*TRY IT*.
Looking only at the lines below that contain "noun", give the number of them and no other text.

*AVAILABLE DATA*.
- - -
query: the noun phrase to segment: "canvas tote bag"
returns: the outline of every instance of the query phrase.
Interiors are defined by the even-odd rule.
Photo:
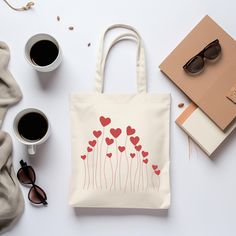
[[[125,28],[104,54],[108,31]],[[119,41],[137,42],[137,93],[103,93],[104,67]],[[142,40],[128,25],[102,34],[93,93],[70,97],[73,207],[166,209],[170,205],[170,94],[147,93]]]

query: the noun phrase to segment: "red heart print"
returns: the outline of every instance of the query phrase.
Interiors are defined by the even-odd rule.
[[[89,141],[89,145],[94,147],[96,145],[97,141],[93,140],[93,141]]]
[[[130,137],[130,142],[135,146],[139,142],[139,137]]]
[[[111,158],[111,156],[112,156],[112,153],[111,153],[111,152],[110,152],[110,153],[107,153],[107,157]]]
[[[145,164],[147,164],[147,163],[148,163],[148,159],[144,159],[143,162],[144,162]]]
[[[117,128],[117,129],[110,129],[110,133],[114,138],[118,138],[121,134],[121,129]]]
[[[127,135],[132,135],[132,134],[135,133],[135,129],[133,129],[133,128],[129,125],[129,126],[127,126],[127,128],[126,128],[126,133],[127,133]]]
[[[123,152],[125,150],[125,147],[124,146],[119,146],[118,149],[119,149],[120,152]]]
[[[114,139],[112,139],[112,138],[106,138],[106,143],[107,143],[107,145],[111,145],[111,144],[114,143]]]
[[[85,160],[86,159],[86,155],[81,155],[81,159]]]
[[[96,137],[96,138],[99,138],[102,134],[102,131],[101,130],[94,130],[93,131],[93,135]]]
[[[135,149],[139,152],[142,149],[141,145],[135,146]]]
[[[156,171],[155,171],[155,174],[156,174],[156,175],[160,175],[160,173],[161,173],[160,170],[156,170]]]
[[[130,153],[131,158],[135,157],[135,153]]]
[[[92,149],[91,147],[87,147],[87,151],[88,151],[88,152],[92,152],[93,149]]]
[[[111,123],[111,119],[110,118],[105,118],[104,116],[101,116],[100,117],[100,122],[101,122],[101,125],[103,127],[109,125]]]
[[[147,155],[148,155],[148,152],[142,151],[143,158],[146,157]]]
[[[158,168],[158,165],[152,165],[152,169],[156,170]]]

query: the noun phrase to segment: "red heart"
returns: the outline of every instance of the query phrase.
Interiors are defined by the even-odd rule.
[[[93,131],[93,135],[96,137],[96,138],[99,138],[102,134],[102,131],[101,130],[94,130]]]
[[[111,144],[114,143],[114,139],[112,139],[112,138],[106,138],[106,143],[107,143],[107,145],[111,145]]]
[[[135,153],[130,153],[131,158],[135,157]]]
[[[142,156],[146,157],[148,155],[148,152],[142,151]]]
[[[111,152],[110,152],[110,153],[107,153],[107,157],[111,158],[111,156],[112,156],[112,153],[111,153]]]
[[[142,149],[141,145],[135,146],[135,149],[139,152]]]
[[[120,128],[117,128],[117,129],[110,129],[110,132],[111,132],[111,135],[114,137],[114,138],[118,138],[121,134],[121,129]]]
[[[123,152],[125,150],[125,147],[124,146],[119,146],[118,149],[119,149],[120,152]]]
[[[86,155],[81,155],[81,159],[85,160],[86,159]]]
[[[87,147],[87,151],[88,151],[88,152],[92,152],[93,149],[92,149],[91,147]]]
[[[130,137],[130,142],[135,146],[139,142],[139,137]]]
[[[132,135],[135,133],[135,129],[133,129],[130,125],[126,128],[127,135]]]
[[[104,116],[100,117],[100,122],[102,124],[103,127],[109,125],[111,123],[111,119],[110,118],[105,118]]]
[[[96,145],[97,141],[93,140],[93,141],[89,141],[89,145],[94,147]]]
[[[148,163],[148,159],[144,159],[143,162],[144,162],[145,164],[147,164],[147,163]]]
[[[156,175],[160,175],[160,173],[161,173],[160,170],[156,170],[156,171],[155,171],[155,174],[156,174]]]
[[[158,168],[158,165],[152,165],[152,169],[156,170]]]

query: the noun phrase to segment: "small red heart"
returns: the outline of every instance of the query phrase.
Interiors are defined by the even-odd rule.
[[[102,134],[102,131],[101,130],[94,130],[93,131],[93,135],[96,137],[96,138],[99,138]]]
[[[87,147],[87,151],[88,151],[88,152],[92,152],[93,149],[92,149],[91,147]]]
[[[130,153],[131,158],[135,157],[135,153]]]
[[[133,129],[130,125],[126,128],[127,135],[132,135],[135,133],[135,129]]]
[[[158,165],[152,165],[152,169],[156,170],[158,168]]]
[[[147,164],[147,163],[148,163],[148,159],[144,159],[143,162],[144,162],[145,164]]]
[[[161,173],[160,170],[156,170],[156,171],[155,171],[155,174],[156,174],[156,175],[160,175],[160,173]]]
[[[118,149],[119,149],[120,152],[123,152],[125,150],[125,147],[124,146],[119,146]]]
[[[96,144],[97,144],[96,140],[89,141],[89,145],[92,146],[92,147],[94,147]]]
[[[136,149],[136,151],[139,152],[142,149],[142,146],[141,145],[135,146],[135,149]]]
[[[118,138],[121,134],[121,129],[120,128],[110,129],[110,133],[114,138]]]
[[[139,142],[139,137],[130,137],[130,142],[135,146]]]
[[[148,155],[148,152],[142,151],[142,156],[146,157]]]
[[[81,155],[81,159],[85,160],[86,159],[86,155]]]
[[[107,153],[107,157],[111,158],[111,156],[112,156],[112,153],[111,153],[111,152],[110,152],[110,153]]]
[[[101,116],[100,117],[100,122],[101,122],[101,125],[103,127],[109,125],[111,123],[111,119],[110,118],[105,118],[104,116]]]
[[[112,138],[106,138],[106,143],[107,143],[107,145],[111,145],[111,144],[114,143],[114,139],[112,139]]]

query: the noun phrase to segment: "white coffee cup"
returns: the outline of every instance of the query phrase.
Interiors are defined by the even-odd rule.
- - -
*SOLUTION FOR THIS PROBLEM*.
5